> **Your objective**
Retype every entry word for word.

> **Recorded information**
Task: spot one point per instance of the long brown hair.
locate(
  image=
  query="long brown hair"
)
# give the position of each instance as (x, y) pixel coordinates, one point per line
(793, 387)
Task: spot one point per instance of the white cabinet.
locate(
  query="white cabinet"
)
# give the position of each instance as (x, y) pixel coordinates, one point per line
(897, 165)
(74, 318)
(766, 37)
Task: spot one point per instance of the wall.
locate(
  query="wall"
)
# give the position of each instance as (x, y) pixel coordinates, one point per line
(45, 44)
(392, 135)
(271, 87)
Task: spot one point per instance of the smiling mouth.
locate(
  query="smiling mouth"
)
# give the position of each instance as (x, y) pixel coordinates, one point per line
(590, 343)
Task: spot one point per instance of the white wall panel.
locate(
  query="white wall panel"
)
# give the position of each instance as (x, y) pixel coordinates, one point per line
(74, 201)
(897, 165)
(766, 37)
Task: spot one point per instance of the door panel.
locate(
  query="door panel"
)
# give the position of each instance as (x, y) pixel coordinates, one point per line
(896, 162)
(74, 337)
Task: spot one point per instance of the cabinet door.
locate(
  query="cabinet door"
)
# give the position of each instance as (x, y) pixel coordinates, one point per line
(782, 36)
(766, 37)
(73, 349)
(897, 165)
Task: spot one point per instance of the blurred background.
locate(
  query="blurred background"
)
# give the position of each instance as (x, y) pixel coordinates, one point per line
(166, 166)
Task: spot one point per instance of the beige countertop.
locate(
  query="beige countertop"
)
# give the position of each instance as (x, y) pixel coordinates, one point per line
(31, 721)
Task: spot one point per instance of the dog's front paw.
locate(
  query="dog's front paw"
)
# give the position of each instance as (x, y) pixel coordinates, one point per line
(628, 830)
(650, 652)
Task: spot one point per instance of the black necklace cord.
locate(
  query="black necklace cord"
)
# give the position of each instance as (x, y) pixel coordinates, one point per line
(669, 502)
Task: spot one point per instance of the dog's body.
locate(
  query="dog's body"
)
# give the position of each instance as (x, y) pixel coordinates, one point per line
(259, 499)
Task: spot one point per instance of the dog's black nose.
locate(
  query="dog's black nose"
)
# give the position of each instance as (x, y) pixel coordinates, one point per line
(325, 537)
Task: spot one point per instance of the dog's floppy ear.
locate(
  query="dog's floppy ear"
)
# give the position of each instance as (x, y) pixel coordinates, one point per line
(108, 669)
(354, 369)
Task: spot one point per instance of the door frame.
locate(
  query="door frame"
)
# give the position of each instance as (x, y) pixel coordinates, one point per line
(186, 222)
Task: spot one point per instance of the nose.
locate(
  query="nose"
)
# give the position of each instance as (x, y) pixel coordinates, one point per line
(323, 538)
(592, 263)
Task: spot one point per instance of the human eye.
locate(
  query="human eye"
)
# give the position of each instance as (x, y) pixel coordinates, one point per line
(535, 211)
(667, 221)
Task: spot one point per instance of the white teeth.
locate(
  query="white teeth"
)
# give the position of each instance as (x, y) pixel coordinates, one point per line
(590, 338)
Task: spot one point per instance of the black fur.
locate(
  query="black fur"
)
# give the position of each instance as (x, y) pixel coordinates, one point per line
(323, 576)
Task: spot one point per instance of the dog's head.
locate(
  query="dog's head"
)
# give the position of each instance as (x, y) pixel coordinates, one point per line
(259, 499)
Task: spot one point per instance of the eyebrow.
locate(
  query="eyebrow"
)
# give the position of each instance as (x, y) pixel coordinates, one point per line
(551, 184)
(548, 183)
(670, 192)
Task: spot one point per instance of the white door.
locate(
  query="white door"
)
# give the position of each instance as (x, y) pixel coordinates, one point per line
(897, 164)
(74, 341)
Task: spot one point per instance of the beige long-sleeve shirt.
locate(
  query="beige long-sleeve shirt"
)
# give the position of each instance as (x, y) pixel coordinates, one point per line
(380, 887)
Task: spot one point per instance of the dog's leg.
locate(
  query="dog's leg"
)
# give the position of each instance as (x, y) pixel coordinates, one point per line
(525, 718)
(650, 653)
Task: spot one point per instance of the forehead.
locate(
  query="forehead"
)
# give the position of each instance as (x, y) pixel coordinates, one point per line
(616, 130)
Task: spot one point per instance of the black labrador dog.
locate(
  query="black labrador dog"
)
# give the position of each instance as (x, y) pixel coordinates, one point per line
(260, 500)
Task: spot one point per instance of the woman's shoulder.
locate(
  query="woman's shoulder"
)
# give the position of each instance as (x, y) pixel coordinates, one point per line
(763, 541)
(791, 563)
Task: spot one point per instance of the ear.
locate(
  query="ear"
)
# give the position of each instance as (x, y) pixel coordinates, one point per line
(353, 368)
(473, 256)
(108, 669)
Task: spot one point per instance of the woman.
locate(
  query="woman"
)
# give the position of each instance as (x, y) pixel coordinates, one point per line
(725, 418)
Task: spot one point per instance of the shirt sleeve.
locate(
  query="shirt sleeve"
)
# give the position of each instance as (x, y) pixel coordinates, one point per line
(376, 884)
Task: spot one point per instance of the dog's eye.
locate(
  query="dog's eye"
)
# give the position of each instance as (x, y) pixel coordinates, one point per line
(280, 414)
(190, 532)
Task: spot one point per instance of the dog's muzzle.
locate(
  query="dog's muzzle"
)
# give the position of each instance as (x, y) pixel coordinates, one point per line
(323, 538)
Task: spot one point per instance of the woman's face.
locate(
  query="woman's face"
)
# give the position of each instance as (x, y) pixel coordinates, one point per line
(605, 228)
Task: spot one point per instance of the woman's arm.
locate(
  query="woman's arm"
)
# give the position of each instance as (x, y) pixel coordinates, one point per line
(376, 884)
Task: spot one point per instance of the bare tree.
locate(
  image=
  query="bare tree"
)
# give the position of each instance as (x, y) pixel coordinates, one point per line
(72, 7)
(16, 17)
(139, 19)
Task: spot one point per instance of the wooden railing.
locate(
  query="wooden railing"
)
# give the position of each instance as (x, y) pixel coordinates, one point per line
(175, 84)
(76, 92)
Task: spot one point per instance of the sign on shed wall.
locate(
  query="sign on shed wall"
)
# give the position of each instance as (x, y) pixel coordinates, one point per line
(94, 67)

> **Expected answer**
Task: spot one point per instance of the long brown hair.
locate(
  image=
  query="long brown hair"
)
# give the position of each instance as (x, y) pixel coordinates, one point per line
(793, 387)
Task: spot one point per instance of the white cabinet.
locate(
  query="white cabinet"
)
# give the position of each instance as (x, y) pixel coordinates, one point per line
(897, 165)
(74, 318)
(766, 37)
Task: spot one point per instance of the wall.
locate(
  query="wall"
)
# give the position of each instance as (x, y) pixel coordinates, one point per line
(45, 44)
(392, 135)
(271, 87)
Task: spot one point per instance of the smiling mouth.
locate(
  query="smiling mouth"
)
# give the position of each instance as (x, y) pixel coordinates, one point per line
(590, 343)
Task: spot one point per instance of the white wall panel.
locate(
  query="white wall panel"
)
# give the position of each instance as (x, y) pixel coordinates, one point per line
(74, 201)
(897, 165)
(766, 37)
Task: spot one point per instance of the door panel.
locate(
  query="door panel"
)
# give the position of each instance as (x, y) pixel coordinates, one point per line
(896, 162)
(74, 337)
Task: spot one point per instance of the cabinet door.
locate(
  query="cabinet door"
)
# give the position of each instance as (x, y) pixel coordinates, one point per line
(782, 36)
(766, 37)
(73, 349)
(897, 165)
Task: spot one point per instance of the blurred background.
locate(
  query="blurred background"
)
# give the position of each instance as (x, y) pixel coordinates, one point per line
(166, 166)
Task: spot one point per instance of the beige countertop.
locate(
  query="beige countertop"
)
# give the position of each instance as (x, y) pixel coordinates, one point per line
(31, 721)
Task: spot one point per instance of the dog's front paw.
locate(
  query="dog's front paw"
)
# give the position of each instance as (x, y) pixel coordinates, one point per line
(628, 830)
(650, 652)
Task: spot one point per instance of the black necklace cord.
locate(
  query="black necklace cord"
)
# give the position of each instance as (x, y) pixel coordinates, one point per line
(669, 502)
Task: spot one point per instance of the dog's body.
locate(
  query="dog's body"
)
# give the position of each instance as (x, y) pixel coordinates, one point per line
(259, 499)
Task: spot one point per instance of the dog's black nose.
locate(
  query="dog's black nose"
)
# give the position of each instance as (x, y) pixel coordinates, one point per line
(325, 537)
Task: spot one point per instance of the dog's floppy ear.
locate(
  query="dog's floppy ear"
)
# give the position of each instance as (x, y) pixel coordinates, one point per line
(108, 669)
(354, 369)
Task: spot one point per instance of the door frame.
locate(
  query="door frame"
)
# give the position of each instance as (x, y) pixel coordinates, one point per line
(186, 222)
Task: spot one point per instance of the nose.
locate(
  query="nose"
)
# give the position of each instance as (x, y) pixel coordinates, one point per line
(323, 538)
(592, 263)
Task: spot one point per instance of the human eye.
locate(
  query="human eye"
)
# give the position of each instance as (x, y) pixel coordinates, one point per line
(535, 211)
(667, 221)
Task: spot one point per instance of the white teeth.
locate(
  query="white teeth"
)
# give the position of each instance as (x, y) pixel coordinates, one point per line
(590, 338)
Task: spot one point per instance of the black fur.
locate(
  query="black fur"
)
# give the position of each instance as (x, y) pixel coordinates, one point per line
(323, 576)
Task: spot one point per instance of the dog's head.
locate(
  query="dog's head"
)
# give the position of each instance as (x, y) pixel coordinates, one point per line
(259, 499)
Task: spot one point per instance of the eyebrow.
locate(
  query="eyebrow"
)
# give the position of each instance as (x, y) pixel coordinates, one point per line
(551, 184)
(548, 183)
(670, 192)
Task: spot one point per instance of the white door.
locate(
  query="white door"
)
# give the position of each instance as (x, y) pixel coordinates, one point per line
(897, 164)
(74, 341)
Task: spot one point per instance of the beige long-sleeve shirt.
locate(
  query="beige long-sleeve shirt"
)
# give the position of each instance as (x, y) pixel coordinates, one point per line
(380, 887)
Task: spot one point per instance of the dog's leg.
locate(
  query="dog's leg"
)
# give the position of each instance as (x, y) pixel coordinates, one point per line
(525, 718)
(650, 653)
Task: spot one point per instance of the forehead.
locate(
  query="forehead"
)
# give the position of each instance as (x, y) pixel coordinates, one point per line
(616, 130)
Task: spot one point per instance of the black labrador dog.
locate(
  query="black labrador dog"
)
# give the position of each instance as (x, y) pixel coordinates, one point per line
(260, 500)
Task: spot one point per instance of the woman's shoulder.
locate(
  query="woman's shoulder"
)
# give the position of each instance as (x, y) pixel coordinates, one point per line
(763, 541)
(791, 563)
Task: spot one point per instance of the ear.
locate(
  query="ear"
)
# give the position of each instance as (x, y) pixel coordinates, one point per line
(353, 368)
(473, 256)
(108, 669)
Task: spot one point per instance of the woman.
locate(
  query="woman"
)
# give the position of each instance as (x, y) pixel coordinates, one point per line
(725, 418)
Task: spot one point per instance of the shirt sleeve.
locate(
  query="shirt sleeve"
)
# give the position of each instance as (x, y) pixel coordinates, one point per line
(376, 884)
Task: spot one point per instance of the dog's eye.
locate(
  query="dog's eye"
)
# give the position of each instance as (x, y) pixel coordinates, one point per line
(280, 414)
(190, 532)
Task: spot one point per instance of the dog's muzzle.
locate(
  query="dog's muzzle"
)
# give the position of each instance as (x, y) pixel coordinates, one point per line
(323, 538)
Task: spot one point per instance of the woman's face.
locate(
  query="woman's face"
)
# give the position of each instance as (x, y) pixel coordinates, one point per line
(605, 228)
Task: spot one point per instance of the woman's arm.
locate(
  query="woman's arm"
)
# give the position of each instance as (x, y) pixel coordinates, one point per line
(376, 884)
Task: spot one point per instance of the bare tree.
locate(
  image=
  query="bare tree"
)
# give the position of each instance as (x, y) pixel coordinates, one point per line
(72, 7)
(16, 17)
(139, 19)
Task: spot one point per instance of the wooden railing.
locate(
  query="wooden railing"
)
# give the position of each instance as (x, y) pixel coordinates, one point per line
(175, 84)
(76, 92)
Task: spot one point per instance of the sign on shed wall.
locate(
  query="sign on shed wall"
)
# give the position of each instance as (x, y) pixel coordinates, one point per line
(94, 67)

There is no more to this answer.